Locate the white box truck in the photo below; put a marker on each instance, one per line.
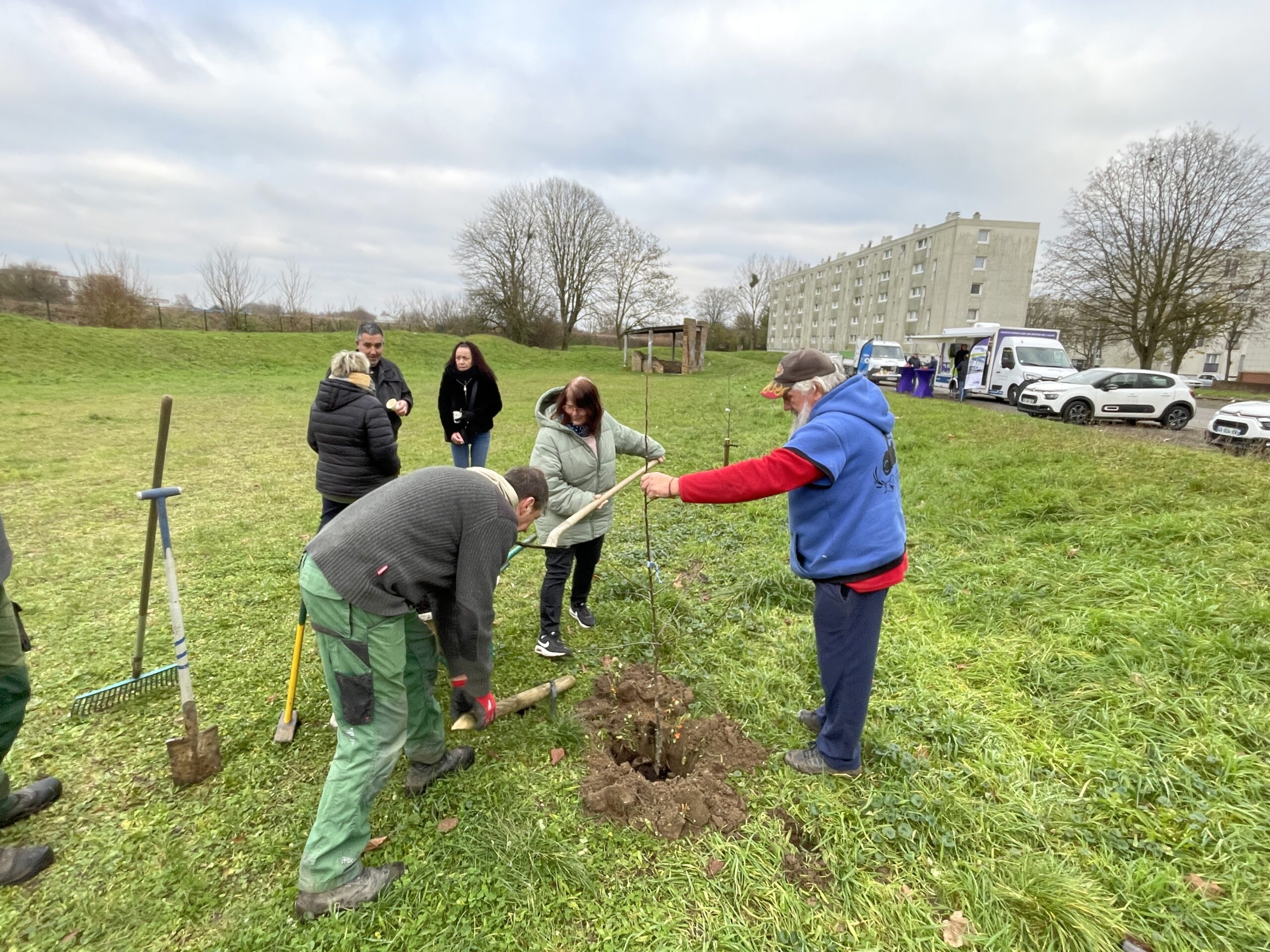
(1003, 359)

---

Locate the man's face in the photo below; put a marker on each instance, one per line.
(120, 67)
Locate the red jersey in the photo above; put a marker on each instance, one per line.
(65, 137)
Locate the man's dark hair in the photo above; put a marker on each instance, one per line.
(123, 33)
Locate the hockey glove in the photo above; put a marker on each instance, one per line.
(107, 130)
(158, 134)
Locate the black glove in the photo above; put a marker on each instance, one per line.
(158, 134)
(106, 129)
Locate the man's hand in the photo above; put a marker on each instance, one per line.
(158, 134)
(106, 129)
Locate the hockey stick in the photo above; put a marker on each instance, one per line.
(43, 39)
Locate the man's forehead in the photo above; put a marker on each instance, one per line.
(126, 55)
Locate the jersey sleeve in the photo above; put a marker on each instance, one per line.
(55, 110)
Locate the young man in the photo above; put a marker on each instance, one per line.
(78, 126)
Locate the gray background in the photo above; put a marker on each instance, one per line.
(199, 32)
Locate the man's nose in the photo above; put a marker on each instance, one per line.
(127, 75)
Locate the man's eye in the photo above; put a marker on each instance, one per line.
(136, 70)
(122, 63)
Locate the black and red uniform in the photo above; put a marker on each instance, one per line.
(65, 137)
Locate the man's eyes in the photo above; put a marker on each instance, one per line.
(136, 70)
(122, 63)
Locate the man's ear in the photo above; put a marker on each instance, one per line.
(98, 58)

:: EXERCISE PROMPT ::
Reproduce the listing starting at the line that has "Locate the white" and ending after the line that has "(1003, 359)", keeping the wording unchanged and multiplying every answer coordinate by 0.8, rounded to a whole number with halves going up. Omit the pictures.

:: WORKED SOLUTION ::
Locate the white box truck in the photo below; put a marker on each instance, one per line.
(802, 287)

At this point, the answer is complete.